▶ _Extract provided_
•••

A couple of years ago, for the 20th anniversary of the wide release of “Crouching Tiger, Hidden Dragon,” its director, Ang Lee, reflected on how he approached what became his unlikely masterpiece. When posed with the question of whether to center his film around fight scenes or drama, “I wanted it all,” Lee told Entertainment Weekly. “Because of that, I didn’t realize I was upgrading a B-movie to A.”

Lee was, indeed, working with what, on paper — a Chinese-language adaptation of an old serialized novel in the wuxia genre — was a somewhat niche picture one wouldn’t expect to make more than a blip at the American box office. Yet the film, released in December 2000, would go on to earn $128 million in the United States (or roughly $218 million today), according to Box Office Mojo. It became what remains by far the highest-grossing non-English-language film, receiving 10 Oscar nominations and winning four.

Memory, in a way, can diminish Lee’s work, a whirlwind of revenge and romance that follows a mysterious young woman (Zhang Ziyi) who steals a storied sword from a master warrior (Chow Yun-fat). It tends to simplify the answer to how he created such a universal, sweeping epic, which has now returned to screens in a 4K restoration. What anyone who has ever watched the film will immediately recall, even viscerally feel, is of course those awe-inspiring action sequences: flight across terra-cotta roofs; the wordless sway of bamboo trees; the bodies that soared, glided, transcended.

Yet, revisiting the film more than two decades later is to see that “Crouching Tiger, Hidden Dragon” was not just a very good martial arts movie that an American film-going audience, most likely unfamiliar with the genre, simply ate up. It was also everything else. Lee wanted it all and made it all, taking B-movie pulp and transforming it into a tragic fable, a feminist story of repression, a heartbreaking love story and a technically groundbreaking action blockbuster.

•••

▶ _Exercise instructions_
1 – Summarize the passage about "Crouching Tiger, Hidden Dragon" in two sentences.
2 – Reproduce word for word the section of the passage about "Crouching Tiger, Hidden Dragon" starting with "Lee was, indeed, working" and going on through "and winning four.".

Coordinate labeling data:
•••

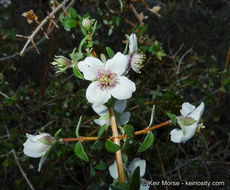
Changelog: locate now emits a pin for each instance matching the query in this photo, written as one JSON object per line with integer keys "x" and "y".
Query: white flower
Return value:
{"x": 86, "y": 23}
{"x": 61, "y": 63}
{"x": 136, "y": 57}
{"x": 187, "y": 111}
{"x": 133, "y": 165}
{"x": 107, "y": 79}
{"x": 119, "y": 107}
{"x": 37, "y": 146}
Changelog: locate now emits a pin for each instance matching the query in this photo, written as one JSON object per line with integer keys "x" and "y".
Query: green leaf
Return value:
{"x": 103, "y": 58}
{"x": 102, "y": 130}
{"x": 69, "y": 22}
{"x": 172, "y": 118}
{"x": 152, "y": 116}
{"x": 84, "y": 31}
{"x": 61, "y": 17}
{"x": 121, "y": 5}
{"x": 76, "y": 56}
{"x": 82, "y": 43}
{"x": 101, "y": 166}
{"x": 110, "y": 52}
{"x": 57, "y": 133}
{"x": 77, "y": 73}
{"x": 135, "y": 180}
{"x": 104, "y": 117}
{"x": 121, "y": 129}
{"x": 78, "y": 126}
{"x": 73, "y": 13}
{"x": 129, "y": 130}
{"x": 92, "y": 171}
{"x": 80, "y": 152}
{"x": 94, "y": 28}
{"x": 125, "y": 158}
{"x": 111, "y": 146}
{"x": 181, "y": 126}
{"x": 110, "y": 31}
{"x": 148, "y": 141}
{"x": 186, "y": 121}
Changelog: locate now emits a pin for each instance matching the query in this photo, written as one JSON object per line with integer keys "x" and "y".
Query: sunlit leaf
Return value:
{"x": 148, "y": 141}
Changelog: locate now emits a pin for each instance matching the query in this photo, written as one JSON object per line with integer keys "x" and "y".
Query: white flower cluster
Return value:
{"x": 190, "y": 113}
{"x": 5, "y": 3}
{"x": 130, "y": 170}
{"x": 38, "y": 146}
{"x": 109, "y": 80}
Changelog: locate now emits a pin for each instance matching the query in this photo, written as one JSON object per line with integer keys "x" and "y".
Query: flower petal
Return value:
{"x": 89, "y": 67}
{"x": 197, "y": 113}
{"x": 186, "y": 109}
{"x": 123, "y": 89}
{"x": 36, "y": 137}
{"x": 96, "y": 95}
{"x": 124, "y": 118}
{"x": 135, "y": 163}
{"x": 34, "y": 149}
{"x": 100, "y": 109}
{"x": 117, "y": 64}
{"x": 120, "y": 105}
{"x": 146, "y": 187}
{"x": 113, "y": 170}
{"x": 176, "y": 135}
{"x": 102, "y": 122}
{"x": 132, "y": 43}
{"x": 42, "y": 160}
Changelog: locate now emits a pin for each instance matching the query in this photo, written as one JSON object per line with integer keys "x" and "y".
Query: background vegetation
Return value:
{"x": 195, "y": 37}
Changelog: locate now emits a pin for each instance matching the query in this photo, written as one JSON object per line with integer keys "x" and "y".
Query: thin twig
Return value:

•••

▶ _Results by task_
1 – Ang Lee's "Crouching Tiger, Hidden Dragon," a Chinese-language wuxia adaptation released in December 2000, earned $128 million in the United States, remains by far the highest-grossing non-English-language film and won four of its 10 Oscar nominations. Now back on screens in a 4K restoration, it is remembered for its action sequences, but Lee, who "wanted it all," turned B-movie pulp into a tragic fable, a feminist story of repression, a heartbreaking love story and a technically groundbreaking action blockbuster.

2 –
Lee was, indeed, working with what, on paper — a Chinese-language adaptation of an old serialized novel in the wuxia genre — was a somewhat niche picture one wouldn’t expect to make more than a blip at the American box office. Yet the film, released in December 2000, would go on to earn $128 million in the United States (or roughly $218 million today), according to Box Office Mojo. It became what remains by far the highest-grossing non-English-language film, receiving 10 Oscar nominations and winning four.